[Set exercise]: Identify each line in the data below that contains the word "Format", and copy every such line.

** BEGIN **

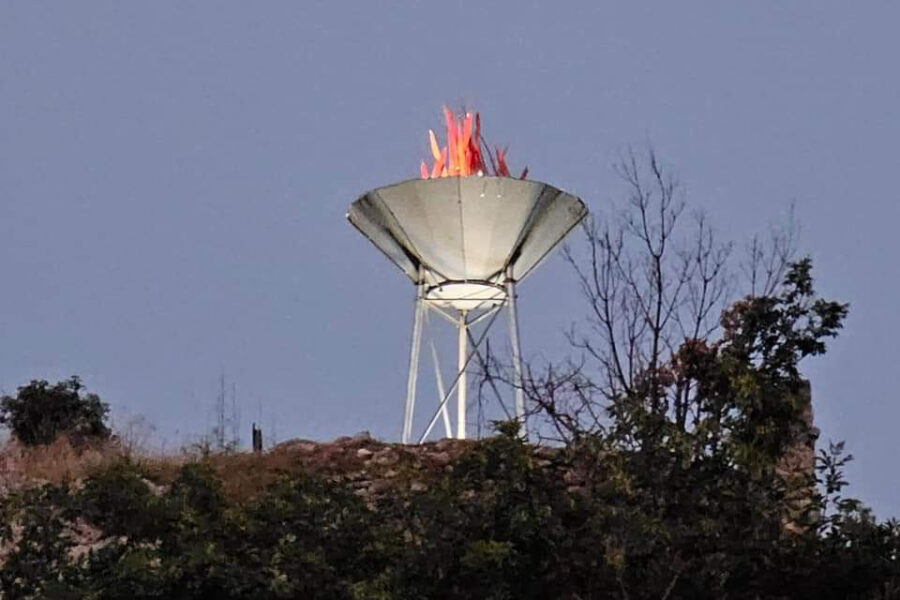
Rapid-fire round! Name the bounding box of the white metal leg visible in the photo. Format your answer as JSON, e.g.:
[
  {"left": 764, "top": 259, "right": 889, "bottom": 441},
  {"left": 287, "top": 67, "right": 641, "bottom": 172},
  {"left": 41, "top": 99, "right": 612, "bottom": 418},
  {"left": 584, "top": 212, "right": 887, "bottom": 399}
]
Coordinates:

** END **
** BEGIN **

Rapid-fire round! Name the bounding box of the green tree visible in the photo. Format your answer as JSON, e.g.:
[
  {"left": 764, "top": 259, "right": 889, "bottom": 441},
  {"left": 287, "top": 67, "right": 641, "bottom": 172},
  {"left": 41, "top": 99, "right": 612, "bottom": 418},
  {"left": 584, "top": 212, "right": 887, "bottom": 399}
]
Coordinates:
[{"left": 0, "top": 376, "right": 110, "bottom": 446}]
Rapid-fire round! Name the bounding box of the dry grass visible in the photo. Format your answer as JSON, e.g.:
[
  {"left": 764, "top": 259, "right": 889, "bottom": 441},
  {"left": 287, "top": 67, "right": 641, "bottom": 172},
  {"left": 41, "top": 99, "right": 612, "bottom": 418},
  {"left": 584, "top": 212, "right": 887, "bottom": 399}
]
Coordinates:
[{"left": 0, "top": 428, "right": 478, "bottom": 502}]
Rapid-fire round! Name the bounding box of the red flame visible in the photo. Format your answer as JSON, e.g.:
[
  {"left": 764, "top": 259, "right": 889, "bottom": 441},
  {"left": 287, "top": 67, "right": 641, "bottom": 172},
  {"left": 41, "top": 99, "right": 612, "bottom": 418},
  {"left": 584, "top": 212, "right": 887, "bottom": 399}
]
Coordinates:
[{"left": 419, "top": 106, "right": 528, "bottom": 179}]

** END **
** BEGIN **

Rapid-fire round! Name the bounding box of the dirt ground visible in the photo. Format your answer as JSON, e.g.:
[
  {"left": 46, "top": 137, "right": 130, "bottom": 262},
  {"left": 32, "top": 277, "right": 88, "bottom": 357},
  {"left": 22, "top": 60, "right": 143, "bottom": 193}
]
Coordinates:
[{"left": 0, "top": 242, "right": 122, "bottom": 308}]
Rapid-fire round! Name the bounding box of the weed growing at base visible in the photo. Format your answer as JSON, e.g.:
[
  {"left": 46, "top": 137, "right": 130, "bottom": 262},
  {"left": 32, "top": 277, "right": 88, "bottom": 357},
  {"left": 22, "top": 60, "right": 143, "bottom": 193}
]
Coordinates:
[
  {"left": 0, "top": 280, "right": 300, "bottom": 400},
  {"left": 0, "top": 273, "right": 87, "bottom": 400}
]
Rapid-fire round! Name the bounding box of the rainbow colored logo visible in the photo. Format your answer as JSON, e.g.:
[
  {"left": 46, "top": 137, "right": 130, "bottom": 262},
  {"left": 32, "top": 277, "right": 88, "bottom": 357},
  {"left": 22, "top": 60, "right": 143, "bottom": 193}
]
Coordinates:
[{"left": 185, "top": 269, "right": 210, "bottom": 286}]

** END **

[Solution below]:
Rapid-fire round! Name the bounding box of the white metal leg visible in the photo. Format your answer as JSON, e.g.:
Rapid-fire round! Name the bounding box of the green tree visible in the photo. Format your answer as JSON, e.g.:
Rapid-fire round! Name the bounding box of the dry grass visible in the photo. Format your answer as JSON, e.g.:
Rapid-fire round! Name the bounding box of the red flame visible in the photo. Format your answer as JSON, e.g.:
Rapid-fire round! Name the bounding box of the dirt ground visible in the photo. Format your answer as JSON, e.g.:
Rapid-fire round! Name the bounding box of the weed growing at base visible in the photo. Format your answer as JSON, e.g.:
Rapid-fire round! Name the bounding box of the rainbow colored logo visible in the photo. Format your answer as JSON, e.g.:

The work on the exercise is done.